Written exercise – Exactly repeat all the records below, omitting the images they hold.

Record set –
____
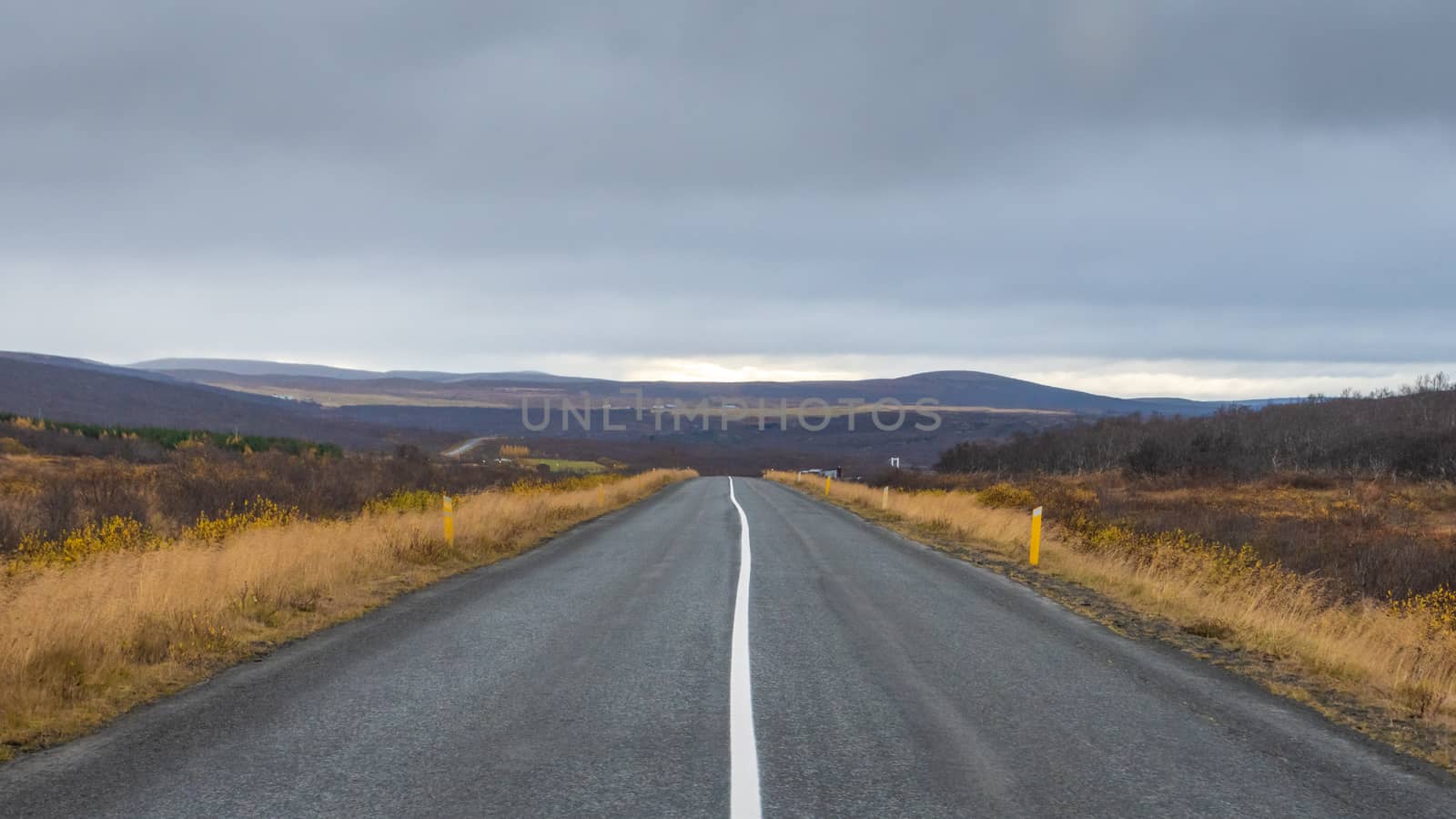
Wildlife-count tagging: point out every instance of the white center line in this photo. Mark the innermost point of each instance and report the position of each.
(743, 751)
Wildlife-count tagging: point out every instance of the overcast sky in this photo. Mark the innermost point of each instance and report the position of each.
(1208, 198)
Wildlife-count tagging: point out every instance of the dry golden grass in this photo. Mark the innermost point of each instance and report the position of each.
(1366, 649)
(82, 643)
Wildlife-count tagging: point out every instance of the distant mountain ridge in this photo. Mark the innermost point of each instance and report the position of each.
(953, 388)
(82, 390)
(258, 368)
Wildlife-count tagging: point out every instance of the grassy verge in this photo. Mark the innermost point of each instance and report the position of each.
(1385, 669)
(84, 642)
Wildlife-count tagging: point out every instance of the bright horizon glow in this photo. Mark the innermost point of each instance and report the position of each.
(1198, 380)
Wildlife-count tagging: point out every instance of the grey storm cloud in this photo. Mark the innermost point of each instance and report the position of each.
(1235, 179)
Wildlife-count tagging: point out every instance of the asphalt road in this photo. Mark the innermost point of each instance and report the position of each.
(596, 676)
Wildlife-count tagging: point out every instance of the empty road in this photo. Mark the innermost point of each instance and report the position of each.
(640, 666)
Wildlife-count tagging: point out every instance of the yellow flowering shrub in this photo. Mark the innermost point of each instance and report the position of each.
____
Result –
Wildlife-count tagging: point out every instance of the white center line in this photo. Mark the innermost point of each instance and report the position of each.
(743, 751)
Wildlife-count tagging: point out every instance of the overcast sky in this photo. Mark the innermost point of each instance and report the position of each.
(1208, 198)
Wildlife-count tagging: point out every instance of the dry golden grass in this photo. Mark the innermost point of each instance and report the position of each.
(1366, 649)
(82, 643)
Wildlife-count tagging: point out every instance of the distant mountain ridge in this photo. Mark the innermost point of each instance and report the position of each.
(953, 388)
(82, 390)
(258, 368)
Wildlife-count tagging: point out every instance of the grassy verge in this photo. Mark the innermost point of each instance and report the position of each.
(1385, 669)
(84, 642)
Wildlife-count tagging: point out every instance of the bright horizon glow in this photo. Mark the innermost point of each instance and report the position of each.
(1198, 380)
Wildlife-count tagging: point out every instance of the grey storm cloud in this photo. Mark the innermost point of each instance and report the position of each.
(1235, 179)
Wildlife-count tagging: point out every instance of the asphalt road in this photo. Mark the innermost point of each instance and report the position of each.
(596, 676)
Wildlife-count tagging: point out every instance of the empty road in this photo. Mark the innermost point of each instance and report the position of each.
(640, 666)
Wildlife-count tagging: point out every instance of the yellow flowering shrub in this photo. Mark the innermost point of each instance and report the position of each.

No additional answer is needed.